- **DESCRIPTION OF THE TASK**:
Which lines of the entries contain the string "rider"? Copy each of them.

DATA SECTION: Begin

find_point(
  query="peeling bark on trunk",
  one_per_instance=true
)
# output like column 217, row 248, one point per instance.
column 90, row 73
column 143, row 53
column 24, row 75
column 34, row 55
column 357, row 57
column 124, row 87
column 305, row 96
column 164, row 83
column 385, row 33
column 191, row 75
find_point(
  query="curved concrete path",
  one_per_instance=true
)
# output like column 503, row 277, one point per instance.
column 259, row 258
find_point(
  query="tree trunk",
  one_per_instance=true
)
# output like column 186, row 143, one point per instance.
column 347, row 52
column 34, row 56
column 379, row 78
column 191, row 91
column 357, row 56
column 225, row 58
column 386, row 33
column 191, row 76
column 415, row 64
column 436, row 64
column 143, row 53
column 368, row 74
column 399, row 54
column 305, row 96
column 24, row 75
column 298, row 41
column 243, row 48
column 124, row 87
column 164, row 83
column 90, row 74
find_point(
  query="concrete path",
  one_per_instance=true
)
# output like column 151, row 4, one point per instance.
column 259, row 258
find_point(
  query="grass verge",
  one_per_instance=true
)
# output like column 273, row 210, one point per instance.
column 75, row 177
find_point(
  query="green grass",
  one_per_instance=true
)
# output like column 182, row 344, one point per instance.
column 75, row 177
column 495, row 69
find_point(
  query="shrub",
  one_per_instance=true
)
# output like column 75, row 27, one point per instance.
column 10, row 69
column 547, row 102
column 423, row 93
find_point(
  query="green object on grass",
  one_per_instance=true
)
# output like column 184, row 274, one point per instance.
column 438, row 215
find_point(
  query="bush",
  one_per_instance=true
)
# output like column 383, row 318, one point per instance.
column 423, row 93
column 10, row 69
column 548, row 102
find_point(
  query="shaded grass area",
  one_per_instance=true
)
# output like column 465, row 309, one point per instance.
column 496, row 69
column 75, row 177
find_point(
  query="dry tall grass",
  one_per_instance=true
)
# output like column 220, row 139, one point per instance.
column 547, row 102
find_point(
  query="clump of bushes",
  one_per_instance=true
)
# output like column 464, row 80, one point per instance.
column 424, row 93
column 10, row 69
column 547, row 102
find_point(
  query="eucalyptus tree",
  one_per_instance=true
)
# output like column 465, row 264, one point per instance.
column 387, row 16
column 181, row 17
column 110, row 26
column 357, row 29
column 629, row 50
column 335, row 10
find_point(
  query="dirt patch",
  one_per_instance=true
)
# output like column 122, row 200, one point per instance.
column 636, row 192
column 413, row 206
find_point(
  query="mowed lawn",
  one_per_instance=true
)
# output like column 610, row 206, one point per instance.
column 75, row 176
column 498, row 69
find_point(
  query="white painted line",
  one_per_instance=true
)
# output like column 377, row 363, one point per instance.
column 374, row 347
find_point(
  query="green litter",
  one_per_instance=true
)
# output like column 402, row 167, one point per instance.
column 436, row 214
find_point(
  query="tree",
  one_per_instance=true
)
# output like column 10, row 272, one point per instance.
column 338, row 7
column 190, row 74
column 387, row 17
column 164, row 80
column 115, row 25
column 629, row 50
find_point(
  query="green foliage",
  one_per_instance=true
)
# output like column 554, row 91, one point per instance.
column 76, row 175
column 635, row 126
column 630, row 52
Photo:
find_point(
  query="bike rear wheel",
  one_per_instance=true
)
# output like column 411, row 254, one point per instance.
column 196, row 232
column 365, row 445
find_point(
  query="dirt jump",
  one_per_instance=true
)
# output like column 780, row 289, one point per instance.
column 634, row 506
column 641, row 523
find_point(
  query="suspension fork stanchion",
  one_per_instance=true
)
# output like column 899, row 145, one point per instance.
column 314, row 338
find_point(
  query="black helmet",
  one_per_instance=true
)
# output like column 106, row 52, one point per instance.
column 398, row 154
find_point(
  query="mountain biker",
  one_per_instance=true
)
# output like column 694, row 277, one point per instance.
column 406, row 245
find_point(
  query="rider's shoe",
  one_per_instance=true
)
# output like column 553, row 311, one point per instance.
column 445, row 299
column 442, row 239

DATA SECTION: End
DATA SECTION: Begin

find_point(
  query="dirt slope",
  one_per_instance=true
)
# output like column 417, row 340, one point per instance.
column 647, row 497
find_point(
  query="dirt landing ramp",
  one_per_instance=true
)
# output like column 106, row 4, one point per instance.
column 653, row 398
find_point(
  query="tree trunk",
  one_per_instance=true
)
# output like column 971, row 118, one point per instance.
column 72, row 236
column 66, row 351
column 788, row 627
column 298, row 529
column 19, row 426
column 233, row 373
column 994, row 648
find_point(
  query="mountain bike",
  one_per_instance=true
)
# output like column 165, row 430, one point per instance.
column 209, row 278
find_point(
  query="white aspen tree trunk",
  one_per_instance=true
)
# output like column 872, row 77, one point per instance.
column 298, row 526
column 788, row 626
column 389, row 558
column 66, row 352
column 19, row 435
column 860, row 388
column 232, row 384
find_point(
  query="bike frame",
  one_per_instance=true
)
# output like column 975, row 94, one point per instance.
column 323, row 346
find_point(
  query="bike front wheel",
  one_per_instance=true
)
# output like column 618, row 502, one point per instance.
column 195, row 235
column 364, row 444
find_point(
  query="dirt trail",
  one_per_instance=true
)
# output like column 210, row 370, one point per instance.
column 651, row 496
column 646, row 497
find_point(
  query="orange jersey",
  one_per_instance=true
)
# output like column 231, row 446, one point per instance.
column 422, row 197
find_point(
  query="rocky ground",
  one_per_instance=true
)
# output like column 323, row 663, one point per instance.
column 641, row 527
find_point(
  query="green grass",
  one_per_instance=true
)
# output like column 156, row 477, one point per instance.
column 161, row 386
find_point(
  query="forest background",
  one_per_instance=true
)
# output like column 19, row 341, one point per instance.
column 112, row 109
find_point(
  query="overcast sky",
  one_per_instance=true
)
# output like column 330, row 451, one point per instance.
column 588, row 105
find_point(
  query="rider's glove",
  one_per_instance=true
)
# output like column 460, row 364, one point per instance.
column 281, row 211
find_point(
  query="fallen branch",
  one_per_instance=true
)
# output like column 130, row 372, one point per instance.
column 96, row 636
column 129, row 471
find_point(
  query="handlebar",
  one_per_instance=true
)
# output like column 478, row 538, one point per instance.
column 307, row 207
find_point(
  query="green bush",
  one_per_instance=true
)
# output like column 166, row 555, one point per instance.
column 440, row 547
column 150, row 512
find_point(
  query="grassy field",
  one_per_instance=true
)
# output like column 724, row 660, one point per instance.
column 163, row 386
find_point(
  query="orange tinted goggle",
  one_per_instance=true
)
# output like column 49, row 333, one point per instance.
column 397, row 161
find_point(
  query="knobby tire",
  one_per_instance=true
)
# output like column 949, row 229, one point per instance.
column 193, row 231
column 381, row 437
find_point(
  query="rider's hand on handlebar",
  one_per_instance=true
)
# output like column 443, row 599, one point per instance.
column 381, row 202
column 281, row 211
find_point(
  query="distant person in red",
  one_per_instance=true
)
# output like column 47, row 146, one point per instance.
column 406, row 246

DATA SECTION: End

- **ANSWER AREA**:
  query="rider's shoe",
  query="rider's glove",
  query="rider's hand on handlebar",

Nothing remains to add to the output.